New Framework, Where to Start?

New Framework, Where to Start?

Sebuah cerita mengenal teknologi baru

Photo by Steinar Engeland

Di dunia frontend development, perkembangan framework sungguh sesuatu yang jauh lebih cepat daripada perubahan topik pembahasan di sosial media. Silir berganti, baru baca framework A eh udah muncul framework B.

Di satu sisi ini merupakan hal yang menarik karena berarti banyak orang yang ada di komunitas frontend development sehingga bisa dibilang belajar frontend development di tahun ini masih relevan dengan kebutuhan industri. Tapi di sisi yang lain, perkembangan yang secepat ini bisa bikin banyak dari kita kecapekan sendiri ngikutinnya alias burnout.

Maka dari itu kita harus pandai pilah pilih apa yang harus dipelajari, ingat pandai pilah-pilih lo ya, bukan berarti enggak mau belajar. That’s two different things. Supaya kita belajarnya itu mampu menambah value kita ke depannya, meskipun tidak ada namanya belajar yang sia-sia, namun alangkah baiknya belajar yang memang bisa dapat hasil segera, ya to.

*SOAL LATIHAN*:
**a)** Temukan semua baris dalam entri di bawah yang memuat kata "windshield", lalu salin baris-baris tersebut.
**b)** Lanjutkan tulisan di atas tentang memilih framework frontend baru, dimulai setelah kalimat terakhirnya.

[Baris dataset]

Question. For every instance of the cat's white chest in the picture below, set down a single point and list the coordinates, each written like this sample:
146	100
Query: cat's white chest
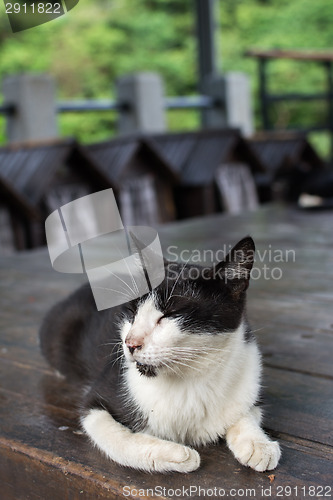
187	411
197	409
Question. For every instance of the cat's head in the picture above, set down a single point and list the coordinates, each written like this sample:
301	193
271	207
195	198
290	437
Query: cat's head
190	316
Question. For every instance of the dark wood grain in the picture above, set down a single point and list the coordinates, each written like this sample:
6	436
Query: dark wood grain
43	453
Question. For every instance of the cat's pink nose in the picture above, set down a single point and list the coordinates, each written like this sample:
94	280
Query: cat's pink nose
133	346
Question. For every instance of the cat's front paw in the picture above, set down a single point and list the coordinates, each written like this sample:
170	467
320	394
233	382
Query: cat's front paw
170	456
259	455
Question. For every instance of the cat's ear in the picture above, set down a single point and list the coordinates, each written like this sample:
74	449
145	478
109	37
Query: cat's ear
235	269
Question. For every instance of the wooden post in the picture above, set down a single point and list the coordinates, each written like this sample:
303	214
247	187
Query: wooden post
33	97
233	106
141	99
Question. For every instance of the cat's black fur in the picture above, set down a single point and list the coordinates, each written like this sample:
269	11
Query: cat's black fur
84	344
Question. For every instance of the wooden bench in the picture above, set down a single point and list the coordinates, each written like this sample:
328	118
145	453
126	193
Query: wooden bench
322	58
43	453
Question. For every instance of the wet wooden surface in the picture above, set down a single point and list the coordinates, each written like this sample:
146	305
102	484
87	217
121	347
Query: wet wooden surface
43	453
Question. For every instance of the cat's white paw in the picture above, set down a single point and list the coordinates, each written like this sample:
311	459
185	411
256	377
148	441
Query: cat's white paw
168	456
259	455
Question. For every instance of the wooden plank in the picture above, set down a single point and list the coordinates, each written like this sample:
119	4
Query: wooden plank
44	441
301	349
299	405
304	55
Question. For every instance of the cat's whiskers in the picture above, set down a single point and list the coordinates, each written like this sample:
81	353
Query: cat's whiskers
174	285
123	281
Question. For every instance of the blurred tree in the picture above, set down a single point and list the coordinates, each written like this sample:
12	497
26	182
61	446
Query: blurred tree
87	49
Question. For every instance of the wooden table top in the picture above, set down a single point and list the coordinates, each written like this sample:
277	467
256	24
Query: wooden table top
43	453
296	54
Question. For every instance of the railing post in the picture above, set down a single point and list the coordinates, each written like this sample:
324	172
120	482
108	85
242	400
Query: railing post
33	97
232	96
141	97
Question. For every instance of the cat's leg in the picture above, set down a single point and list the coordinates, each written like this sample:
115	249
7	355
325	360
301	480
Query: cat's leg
250	445
137	450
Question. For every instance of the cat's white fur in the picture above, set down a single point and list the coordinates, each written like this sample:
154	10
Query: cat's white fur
206	388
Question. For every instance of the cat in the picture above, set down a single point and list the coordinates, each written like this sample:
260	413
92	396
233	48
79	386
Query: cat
170	371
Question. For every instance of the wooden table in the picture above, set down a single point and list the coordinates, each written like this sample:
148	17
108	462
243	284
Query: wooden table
43	454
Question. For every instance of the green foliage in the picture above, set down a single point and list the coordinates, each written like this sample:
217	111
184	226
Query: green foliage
99	40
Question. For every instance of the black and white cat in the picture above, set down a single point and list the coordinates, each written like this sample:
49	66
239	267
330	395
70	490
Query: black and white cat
174	369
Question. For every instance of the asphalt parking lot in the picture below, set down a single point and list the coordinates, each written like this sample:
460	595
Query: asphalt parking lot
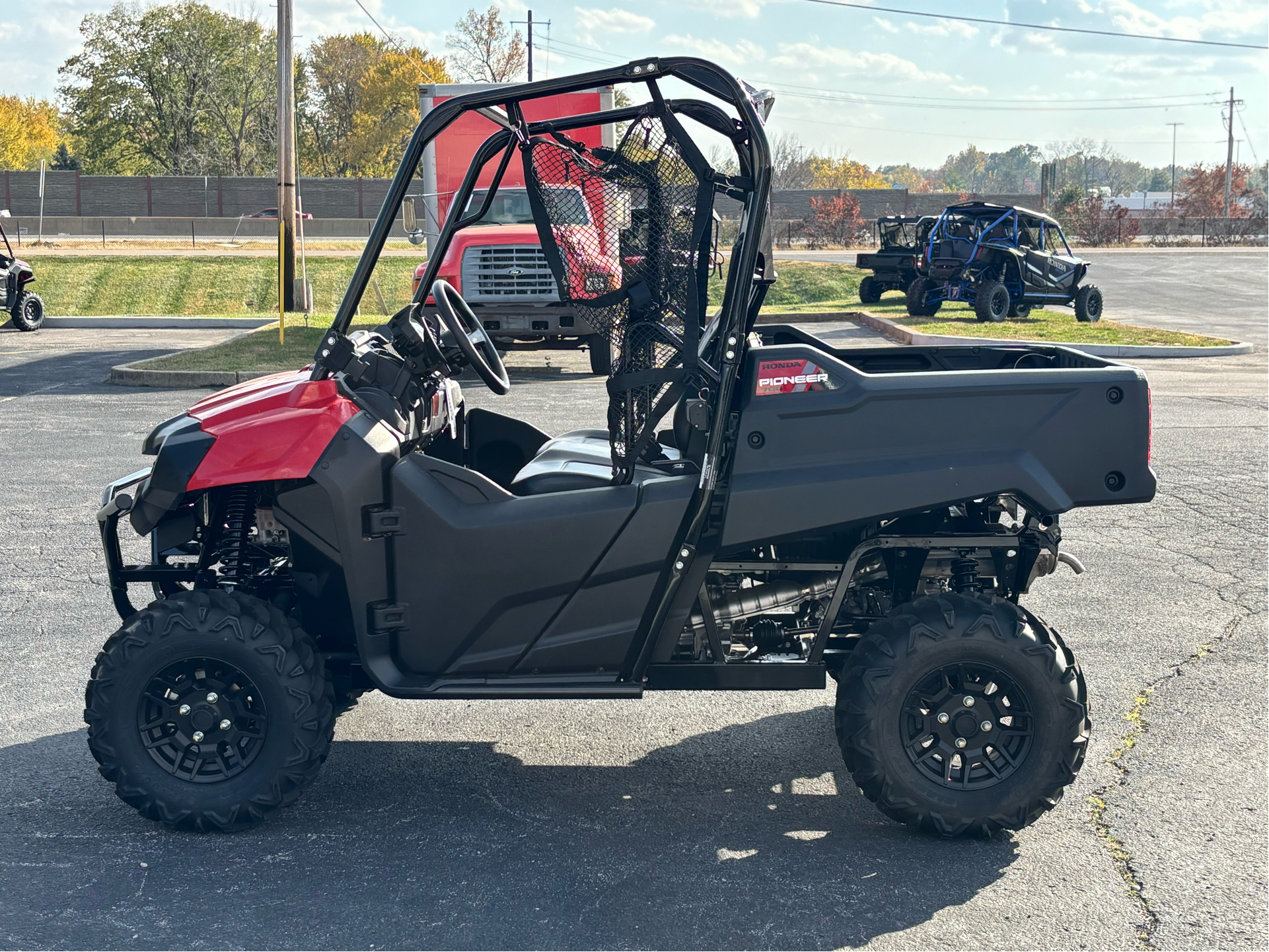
676	822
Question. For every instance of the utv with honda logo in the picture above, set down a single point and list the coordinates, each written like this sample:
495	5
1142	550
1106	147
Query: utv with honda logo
1004	262
803	512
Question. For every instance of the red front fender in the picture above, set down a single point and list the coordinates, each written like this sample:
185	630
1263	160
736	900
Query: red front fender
272	428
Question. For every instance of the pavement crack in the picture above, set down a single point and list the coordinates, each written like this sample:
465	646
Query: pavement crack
1099	800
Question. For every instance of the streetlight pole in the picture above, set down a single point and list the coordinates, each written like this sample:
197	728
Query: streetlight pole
286	166
1172	194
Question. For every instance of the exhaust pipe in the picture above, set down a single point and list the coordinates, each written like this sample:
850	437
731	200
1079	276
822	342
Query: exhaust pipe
760	599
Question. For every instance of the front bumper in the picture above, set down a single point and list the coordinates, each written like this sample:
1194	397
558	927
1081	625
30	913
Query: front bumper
114	503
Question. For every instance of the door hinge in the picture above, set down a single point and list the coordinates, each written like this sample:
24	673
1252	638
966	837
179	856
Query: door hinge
388	617
384	521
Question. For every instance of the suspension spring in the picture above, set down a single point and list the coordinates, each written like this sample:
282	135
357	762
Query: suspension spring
239	516
964	575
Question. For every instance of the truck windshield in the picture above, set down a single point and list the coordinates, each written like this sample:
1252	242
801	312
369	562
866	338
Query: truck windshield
511	206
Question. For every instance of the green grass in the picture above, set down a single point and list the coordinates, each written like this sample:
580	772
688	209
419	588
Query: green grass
211	286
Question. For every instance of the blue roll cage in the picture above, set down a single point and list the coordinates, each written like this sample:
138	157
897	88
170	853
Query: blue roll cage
1011	213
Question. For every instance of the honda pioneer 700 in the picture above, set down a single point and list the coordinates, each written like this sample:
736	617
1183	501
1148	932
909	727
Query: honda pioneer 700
1004	262
805	512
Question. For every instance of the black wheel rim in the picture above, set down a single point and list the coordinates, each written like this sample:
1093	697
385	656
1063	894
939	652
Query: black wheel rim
202	720
967	725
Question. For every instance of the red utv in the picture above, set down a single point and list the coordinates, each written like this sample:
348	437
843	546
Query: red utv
764	511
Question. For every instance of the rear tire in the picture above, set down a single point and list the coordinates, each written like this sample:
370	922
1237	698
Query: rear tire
916	305
909	762
231	668
869	291
1088	304
28	314
992	304
600	355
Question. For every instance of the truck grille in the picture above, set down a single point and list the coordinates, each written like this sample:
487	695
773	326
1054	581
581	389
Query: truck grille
508	274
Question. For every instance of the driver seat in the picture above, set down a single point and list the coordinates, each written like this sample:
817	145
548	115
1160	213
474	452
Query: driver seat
583	458
578	460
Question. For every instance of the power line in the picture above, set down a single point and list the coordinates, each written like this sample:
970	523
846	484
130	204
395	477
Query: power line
833	96
1036	26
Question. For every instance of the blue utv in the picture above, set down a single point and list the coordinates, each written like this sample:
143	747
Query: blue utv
1003	260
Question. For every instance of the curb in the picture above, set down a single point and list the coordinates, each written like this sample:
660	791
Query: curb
111	322
906	336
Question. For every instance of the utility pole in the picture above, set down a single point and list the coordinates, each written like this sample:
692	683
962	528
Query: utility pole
1229	155
1172	198
286	166
530	24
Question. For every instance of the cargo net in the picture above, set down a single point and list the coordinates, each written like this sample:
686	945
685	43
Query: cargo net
627	254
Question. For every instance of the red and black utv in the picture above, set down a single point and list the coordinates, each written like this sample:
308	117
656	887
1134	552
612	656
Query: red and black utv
803	511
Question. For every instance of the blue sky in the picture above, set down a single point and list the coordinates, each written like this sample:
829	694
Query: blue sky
883	88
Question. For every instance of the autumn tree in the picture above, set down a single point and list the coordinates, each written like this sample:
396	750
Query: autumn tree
484	51
1201	192
30	131
358	103
843	172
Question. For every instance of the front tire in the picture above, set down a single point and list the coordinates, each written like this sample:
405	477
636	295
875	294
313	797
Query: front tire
923	754
209	711
1088	304
28	314
992	304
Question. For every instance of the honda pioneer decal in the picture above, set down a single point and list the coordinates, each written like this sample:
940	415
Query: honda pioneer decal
791	377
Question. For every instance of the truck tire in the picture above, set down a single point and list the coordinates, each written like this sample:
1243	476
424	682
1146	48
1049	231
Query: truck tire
28	312
871	291
600	355
962	714
1088	304
916	305
209	711
992	303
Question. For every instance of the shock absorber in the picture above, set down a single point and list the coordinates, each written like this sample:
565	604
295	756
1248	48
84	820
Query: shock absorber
964	575
235	566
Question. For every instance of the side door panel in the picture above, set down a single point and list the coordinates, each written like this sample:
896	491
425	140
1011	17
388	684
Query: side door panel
482	577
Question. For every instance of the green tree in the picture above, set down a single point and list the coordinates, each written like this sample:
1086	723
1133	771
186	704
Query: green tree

*HASIL TIAP TUGAS*:
**a)**
Question. For every instance of the truck windshield in the picture above, set down a single point and list the coordinates, each written like this sample:
Query: truck windshield

**b)**
So here are a few tips from mehhh on how to start on a new framework, ceilah… Kita akan mulai dari non-technical (decision makingnya) dan baru masuk ke technical.

The non-technicals

Kebutuhan industri

Seperti yang saya mention di atas, belajar itu boleh, justru malah harus banget. Tapi misalnya untuk seorang frontend developer di level junior atau intermediate, alangkah baiknya untuk belajar framework yang memang sedang ramai di industri. Jadi misal nanti sudah lumayan pede dengan skillnya, bisa dijadikan value tambahan di company sendiri atau di calon company baru untuk meningkatkan taraf hidup. Taraf hidup jare~

Ya soalnya eman-eman, misal ada framework X muncul, ngehype di Twitter, tapi di industri belum terlalu urgent untuk di adaptasi. Yaaa meskipun a good thing untuk belajar framework tsb, kalo pandanganku sih tetep mendingan kalo mau explore coba yang emang industrinya lagi rame. Sehingga kita enggak perlu nyari “kolam” nya lagi ketika sudah cukup skillful. Tinggal pilih aja kolamnya.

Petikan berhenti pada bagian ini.